> **READING PASSAGE**:
Critics' Corner - Psycho
Psycho premiered in New York on June 16, 1960. Although critical reception was decidedly mixed and often downright hostile, the movie was a box office sensation. Produced for only about $800,000, it earned more than ten times that on its initial release ($14 million by many accounts) and by 2004 had reportedly made at least $50 million worldwide. It was the highest grossing film for Paramount - which initially wanted nothing to do with it - and the second-highest box office champion for 1960 behind Ben-Hur.
The film was marketed with a highly successful campaign prohibiting anyone from entering the theater once the picture started and an audience plea not to reveal the ending to anyone who hadn't seen it.
Psycho received Academy Award nominations for Best Director, Supporting Actress (Janet Leigh), Art Direction-Set Decoration, and Cinematography.
It also received:
- Golden Globes Best Supporting Actress Award to Janet Leigh.
- Directors Guild of America nomination for Hitchcock.
- Writers Guild of America nomination for Best Written American Drama to Joseph Stefano.

> **SUPPLIED INFORMATION**:

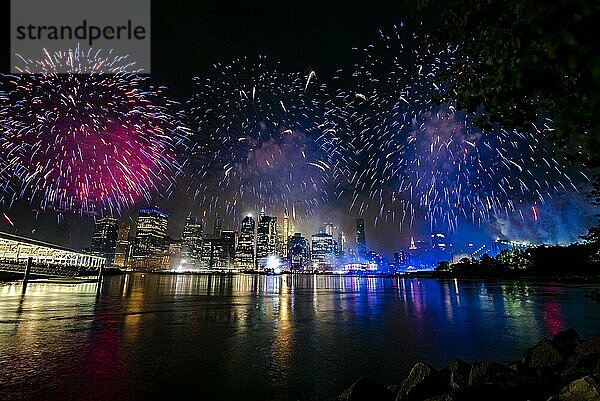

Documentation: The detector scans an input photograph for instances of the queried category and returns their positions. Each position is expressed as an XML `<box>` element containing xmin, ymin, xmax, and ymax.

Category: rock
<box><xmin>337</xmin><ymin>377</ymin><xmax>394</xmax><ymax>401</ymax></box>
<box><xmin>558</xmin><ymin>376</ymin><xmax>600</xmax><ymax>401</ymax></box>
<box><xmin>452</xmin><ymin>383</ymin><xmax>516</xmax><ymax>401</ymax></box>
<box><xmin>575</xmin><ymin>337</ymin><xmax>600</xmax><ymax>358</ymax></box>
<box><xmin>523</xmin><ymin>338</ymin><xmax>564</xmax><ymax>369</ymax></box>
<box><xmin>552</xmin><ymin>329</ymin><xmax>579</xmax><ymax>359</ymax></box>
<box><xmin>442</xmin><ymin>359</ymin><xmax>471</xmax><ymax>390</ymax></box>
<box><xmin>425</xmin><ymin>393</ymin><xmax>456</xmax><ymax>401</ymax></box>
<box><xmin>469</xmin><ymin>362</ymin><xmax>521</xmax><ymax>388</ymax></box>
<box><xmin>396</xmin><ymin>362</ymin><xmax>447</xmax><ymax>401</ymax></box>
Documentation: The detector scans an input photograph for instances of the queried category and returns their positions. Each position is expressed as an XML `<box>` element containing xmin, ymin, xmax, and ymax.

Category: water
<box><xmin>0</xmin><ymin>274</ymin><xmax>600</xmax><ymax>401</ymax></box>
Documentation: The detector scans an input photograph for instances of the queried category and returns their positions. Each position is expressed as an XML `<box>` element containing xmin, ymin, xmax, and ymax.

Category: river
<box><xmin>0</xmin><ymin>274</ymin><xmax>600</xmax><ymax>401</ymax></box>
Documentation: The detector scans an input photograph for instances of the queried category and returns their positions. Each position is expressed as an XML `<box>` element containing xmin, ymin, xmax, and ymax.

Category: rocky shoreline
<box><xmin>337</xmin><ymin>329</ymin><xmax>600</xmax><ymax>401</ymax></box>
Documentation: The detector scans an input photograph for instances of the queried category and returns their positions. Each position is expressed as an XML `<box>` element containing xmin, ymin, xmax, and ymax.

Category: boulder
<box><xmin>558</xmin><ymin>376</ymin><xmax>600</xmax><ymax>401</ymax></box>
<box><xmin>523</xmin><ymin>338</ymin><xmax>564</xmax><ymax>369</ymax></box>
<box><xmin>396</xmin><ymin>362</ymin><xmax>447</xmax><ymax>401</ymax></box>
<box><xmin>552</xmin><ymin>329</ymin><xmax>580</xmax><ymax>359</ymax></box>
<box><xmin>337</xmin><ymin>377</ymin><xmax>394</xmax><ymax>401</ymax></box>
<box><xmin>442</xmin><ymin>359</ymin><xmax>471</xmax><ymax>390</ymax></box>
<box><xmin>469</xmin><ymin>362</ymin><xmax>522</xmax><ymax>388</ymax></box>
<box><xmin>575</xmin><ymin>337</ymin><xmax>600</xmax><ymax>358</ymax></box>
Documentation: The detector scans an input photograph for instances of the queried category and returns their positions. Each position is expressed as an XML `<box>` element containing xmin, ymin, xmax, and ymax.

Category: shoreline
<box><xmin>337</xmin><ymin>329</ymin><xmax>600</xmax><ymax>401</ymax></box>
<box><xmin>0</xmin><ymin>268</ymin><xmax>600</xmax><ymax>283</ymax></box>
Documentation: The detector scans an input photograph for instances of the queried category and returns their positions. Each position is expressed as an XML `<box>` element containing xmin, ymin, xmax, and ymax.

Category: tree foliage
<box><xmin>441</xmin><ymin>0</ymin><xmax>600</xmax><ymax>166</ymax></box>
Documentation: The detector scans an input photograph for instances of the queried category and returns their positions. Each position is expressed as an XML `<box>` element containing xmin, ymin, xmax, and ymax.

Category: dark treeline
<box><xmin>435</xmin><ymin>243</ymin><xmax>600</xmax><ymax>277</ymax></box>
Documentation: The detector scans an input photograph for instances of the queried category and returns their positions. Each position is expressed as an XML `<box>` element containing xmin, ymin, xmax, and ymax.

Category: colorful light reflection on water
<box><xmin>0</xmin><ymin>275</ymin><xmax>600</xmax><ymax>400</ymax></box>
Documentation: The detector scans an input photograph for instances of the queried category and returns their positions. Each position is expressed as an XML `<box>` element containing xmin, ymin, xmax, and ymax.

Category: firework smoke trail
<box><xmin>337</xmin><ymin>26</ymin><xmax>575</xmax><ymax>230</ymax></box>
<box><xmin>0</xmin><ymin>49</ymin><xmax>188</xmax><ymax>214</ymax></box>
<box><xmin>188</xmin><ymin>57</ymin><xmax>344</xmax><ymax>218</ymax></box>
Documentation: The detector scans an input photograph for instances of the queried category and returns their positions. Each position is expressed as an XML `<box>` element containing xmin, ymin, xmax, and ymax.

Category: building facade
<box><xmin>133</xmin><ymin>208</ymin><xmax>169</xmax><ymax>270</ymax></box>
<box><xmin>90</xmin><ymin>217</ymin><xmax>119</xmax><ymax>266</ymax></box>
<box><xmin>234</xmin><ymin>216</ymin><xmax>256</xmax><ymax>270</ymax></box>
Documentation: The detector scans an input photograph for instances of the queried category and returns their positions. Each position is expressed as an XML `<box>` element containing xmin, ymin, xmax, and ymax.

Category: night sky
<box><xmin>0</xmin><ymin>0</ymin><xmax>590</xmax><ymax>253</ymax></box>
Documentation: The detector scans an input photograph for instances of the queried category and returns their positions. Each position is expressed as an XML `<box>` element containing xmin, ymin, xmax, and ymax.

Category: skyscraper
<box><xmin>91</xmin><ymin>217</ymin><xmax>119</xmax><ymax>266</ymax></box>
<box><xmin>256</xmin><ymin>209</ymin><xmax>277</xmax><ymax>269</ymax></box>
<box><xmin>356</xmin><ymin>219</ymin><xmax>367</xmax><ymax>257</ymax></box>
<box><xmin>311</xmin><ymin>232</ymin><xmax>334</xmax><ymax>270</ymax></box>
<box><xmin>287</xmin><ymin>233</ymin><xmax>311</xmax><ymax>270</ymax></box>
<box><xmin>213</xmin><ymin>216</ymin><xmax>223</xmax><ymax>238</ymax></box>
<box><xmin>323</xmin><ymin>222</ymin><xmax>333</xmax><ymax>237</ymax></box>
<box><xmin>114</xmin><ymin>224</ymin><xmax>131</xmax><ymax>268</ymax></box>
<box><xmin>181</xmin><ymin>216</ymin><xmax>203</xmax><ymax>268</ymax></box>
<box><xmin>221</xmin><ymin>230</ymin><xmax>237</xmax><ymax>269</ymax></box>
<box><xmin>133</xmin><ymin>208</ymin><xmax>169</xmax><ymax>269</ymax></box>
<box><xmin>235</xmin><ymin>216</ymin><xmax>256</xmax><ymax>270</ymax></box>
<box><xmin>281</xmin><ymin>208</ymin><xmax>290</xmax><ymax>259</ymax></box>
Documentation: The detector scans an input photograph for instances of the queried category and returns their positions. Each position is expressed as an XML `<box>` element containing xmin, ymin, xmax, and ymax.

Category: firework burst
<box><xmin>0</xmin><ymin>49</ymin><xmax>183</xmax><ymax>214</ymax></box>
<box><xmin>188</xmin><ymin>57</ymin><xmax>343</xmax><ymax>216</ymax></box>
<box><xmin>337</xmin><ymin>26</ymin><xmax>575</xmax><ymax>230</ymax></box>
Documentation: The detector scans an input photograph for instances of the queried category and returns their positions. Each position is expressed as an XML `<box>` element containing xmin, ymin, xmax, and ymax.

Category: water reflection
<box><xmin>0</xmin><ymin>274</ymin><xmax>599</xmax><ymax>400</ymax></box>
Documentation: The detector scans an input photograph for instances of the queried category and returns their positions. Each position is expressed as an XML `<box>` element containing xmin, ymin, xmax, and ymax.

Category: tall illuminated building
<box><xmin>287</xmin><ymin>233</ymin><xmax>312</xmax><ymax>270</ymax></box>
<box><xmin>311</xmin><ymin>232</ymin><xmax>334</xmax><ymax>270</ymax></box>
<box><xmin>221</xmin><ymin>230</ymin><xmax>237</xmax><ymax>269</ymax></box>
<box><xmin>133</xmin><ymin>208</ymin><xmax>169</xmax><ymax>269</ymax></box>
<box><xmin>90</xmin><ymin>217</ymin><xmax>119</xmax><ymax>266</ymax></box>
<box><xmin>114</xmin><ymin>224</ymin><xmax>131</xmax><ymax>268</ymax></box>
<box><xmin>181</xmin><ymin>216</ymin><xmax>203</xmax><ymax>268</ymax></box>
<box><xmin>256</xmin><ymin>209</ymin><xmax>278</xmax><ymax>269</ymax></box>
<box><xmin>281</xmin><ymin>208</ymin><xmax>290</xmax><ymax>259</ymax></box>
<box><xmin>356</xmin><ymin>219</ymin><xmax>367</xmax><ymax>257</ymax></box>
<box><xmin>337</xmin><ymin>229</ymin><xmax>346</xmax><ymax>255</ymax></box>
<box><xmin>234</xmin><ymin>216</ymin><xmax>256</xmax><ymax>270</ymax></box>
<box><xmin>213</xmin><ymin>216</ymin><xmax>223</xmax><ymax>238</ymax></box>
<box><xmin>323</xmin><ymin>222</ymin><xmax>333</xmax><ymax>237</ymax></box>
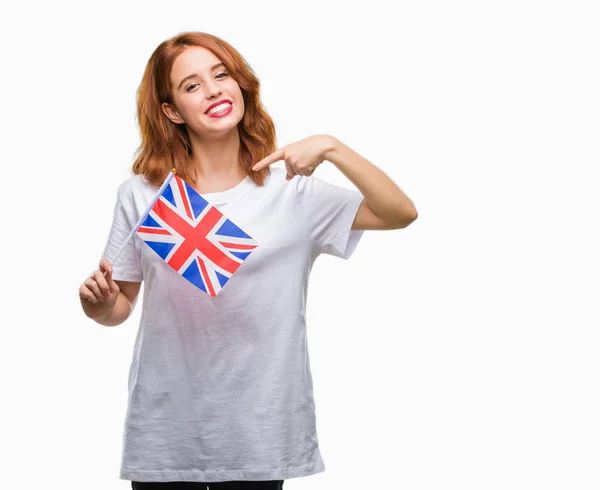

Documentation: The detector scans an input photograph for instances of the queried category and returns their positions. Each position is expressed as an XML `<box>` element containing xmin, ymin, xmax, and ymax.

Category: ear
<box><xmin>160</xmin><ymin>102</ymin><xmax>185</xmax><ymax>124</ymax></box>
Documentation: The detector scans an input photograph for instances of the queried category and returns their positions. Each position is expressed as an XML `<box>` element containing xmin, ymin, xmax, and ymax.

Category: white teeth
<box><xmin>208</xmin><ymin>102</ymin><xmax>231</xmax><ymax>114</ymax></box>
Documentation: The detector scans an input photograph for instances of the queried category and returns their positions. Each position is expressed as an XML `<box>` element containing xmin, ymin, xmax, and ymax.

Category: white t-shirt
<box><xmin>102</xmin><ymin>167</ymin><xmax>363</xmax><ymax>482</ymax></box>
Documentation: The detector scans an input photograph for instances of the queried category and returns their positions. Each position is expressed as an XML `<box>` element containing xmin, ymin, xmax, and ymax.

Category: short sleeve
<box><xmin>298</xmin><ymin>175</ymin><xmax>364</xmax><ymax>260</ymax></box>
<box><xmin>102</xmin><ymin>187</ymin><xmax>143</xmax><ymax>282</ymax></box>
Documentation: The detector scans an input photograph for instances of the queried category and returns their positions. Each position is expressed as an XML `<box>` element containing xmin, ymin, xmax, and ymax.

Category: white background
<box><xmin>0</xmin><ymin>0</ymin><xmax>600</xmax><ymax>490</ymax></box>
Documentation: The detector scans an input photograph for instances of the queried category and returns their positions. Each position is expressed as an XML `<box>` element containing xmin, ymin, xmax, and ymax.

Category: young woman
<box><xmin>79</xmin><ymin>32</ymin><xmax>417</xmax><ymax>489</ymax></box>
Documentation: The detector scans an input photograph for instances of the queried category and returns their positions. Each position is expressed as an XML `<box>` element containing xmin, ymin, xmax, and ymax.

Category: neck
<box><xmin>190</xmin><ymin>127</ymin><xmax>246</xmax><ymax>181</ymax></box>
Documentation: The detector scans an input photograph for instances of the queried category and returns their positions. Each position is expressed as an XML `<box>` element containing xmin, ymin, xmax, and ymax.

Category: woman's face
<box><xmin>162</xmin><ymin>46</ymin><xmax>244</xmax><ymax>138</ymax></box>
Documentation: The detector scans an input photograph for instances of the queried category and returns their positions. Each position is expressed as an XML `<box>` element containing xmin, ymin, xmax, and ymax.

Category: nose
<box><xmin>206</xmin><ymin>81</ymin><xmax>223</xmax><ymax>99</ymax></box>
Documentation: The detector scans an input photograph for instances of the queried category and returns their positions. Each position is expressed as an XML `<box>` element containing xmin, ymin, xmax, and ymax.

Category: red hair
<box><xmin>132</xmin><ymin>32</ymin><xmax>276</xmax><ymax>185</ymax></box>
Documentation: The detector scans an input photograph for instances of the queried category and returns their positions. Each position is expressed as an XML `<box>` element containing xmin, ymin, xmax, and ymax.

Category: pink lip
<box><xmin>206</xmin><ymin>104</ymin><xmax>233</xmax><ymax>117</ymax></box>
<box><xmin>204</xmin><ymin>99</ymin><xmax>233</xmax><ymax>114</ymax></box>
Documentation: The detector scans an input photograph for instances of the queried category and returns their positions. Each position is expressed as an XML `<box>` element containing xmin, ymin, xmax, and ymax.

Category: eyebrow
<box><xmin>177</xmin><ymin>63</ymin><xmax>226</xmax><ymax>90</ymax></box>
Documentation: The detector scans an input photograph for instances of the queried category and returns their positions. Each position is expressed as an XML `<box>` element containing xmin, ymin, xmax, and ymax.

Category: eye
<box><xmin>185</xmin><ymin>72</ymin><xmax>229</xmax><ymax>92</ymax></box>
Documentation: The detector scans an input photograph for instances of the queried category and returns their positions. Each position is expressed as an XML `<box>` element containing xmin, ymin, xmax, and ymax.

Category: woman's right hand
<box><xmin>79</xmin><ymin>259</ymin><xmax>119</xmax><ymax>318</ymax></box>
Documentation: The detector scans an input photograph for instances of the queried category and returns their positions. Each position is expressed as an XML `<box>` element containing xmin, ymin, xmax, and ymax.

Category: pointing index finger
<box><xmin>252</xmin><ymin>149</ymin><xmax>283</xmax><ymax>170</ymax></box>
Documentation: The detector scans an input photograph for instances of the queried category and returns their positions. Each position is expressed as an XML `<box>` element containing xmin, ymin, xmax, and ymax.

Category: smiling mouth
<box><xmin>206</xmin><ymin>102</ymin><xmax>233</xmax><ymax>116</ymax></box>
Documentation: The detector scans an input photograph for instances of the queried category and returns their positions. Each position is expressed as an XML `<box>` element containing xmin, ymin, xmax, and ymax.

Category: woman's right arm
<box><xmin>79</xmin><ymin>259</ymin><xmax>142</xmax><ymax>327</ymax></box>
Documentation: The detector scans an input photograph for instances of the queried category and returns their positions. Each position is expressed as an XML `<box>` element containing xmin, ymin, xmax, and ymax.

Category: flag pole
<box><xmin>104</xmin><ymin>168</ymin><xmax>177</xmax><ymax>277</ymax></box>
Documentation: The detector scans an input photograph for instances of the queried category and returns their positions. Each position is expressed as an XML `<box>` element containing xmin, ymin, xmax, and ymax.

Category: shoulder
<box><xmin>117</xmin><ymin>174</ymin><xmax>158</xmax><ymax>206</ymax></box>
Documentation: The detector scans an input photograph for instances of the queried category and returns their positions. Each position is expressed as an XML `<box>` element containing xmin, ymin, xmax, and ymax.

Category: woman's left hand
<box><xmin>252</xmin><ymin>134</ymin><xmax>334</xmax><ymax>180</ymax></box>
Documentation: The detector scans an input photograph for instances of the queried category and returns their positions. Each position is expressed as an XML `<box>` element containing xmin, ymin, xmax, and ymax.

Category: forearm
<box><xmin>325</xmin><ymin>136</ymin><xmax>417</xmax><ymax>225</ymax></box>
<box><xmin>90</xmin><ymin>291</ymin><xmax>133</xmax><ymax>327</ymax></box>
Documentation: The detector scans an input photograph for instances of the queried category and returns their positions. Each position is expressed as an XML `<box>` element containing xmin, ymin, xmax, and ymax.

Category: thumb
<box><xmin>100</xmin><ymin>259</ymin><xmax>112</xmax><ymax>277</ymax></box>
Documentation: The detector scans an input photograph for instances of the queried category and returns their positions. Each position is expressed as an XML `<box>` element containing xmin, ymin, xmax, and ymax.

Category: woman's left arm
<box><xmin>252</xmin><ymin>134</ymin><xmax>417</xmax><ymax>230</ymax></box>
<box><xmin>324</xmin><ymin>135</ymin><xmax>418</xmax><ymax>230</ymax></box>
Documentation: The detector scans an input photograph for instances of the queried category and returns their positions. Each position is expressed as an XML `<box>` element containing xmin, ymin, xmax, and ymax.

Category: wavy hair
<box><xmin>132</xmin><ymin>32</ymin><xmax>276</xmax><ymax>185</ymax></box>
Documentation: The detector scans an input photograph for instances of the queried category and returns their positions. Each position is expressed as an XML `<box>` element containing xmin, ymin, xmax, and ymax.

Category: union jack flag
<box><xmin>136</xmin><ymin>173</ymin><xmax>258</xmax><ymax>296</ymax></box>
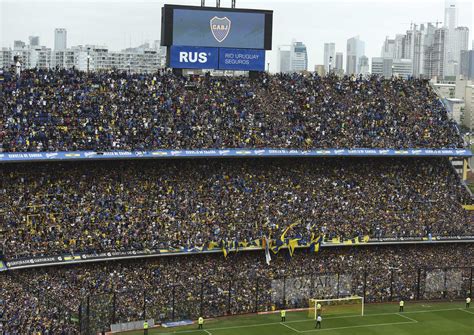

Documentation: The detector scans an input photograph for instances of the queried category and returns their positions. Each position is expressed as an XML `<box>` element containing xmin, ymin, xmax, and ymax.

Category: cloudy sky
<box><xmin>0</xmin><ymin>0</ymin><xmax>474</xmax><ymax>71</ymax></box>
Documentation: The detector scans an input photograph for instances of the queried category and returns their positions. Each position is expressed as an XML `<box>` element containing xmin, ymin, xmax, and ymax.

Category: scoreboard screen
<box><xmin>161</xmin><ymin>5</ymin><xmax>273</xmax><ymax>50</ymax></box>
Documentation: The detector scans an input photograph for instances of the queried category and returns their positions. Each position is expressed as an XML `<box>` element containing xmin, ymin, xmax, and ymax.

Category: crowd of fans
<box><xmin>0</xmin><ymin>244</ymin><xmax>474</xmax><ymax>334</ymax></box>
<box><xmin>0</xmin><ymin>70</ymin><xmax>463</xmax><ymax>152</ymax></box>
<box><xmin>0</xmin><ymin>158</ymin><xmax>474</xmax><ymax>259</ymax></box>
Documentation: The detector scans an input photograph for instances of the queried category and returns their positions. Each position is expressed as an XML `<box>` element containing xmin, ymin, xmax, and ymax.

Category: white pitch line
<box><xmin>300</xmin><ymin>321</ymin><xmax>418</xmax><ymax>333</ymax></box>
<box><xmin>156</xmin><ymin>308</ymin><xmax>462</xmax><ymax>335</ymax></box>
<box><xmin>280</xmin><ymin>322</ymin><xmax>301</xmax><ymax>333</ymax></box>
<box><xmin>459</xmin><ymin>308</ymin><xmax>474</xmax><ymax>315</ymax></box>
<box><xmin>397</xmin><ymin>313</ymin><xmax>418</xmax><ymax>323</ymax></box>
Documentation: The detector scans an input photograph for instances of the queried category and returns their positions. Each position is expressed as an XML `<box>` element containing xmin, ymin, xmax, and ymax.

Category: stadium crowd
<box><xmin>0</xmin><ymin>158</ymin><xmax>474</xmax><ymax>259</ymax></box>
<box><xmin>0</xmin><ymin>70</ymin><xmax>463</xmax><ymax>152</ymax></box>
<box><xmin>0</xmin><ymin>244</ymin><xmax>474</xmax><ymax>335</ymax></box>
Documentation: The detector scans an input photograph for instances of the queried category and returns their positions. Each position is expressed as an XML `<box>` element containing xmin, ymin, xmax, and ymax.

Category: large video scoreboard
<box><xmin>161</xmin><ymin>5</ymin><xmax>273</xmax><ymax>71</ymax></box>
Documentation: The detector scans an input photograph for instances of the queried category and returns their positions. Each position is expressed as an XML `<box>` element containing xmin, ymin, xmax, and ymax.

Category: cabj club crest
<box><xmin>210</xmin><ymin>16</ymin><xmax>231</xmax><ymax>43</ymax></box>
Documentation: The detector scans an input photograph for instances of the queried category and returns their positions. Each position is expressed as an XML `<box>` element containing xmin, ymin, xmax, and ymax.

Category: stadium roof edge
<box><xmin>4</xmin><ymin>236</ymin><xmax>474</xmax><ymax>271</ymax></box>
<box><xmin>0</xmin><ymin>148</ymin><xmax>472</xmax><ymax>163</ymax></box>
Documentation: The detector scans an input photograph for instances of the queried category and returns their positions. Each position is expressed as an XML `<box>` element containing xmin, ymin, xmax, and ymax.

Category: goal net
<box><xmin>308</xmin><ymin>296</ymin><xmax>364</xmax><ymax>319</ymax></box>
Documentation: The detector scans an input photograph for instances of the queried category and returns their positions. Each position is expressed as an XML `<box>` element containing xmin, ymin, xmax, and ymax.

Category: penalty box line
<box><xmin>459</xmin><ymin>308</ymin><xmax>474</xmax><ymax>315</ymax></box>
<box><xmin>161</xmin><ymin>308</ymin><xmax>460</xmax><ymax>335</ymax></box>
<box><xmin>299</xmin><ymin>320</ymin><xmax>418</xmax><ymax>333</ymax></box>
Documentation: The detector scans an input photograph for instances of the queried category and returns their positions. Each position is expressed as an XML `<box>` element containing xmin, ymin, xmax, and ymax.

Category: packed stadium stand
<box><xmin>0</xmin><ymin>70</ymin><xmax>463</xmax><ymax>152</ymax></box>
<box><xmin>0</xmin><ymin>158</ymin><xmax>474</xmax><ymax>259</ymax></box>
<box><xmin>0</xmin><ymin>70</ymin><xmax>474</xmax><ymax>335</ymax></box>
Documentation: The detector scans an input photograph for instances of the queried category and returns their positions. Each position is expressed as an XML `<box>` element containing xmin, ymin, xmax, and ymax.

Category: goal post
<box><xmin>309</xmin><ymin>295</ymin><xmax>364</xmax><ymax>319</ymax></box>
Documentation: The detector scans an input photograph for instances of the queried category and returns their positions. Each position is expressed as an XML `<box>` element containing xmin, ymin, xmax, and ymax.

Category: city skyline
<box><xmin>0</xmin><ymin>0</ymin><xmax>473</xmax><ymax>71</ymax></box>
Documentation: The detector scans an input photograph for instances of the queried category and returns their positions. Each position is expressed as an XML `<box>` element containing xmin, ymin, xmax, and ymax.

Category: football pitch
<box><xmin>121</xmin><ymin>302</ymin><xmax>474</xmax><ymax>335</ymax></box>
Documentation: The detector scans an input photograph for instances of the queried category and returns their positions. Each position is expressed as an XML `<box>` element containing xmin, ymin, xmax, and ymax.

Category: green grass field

> **TASK INSTRUCTIONS**:
**1.** In the Critics' Corner piece on Psycho, which film finished ahead of Psycho as 1960's box office champion?
**2.** Continue the Critics' Corner piece on Psycho, picking up right after its final line.

> **EXERCISE ANSWERS**:
**1.** Ben-Hur

**2.**
- Winner of Edgar Allan Poe (mystery writers) Award for Best Motion Picture to Joseph Stefano and Robert Bloch.
In 1992, Psycho was chosen by the National Film Preservation Board to be preserved in the National Film Registry of the Library of Congress.
The Critics' Corner: PSYCHO
"More miserable than the most miserable peep show I have ever seen."
Jympson Harmon, Evening Standard (London), 1960
"Psycho is sicko."
Picturegoer (UK), 1960
"Producer-director Hitchcock is up to his clavicle in whimsicality and apparently had the time of his life in putting together Psycho. He's gotten in gore, in the form of a couple of graphically-depicted knife murders, a story that's far out in Freudian motivations, and now and then injects little amusing plot items that suggest the whole thing is not to be taken seriously. ... Perkins gives a remarkably effective in-a-dream kind of performance as the possessed young man."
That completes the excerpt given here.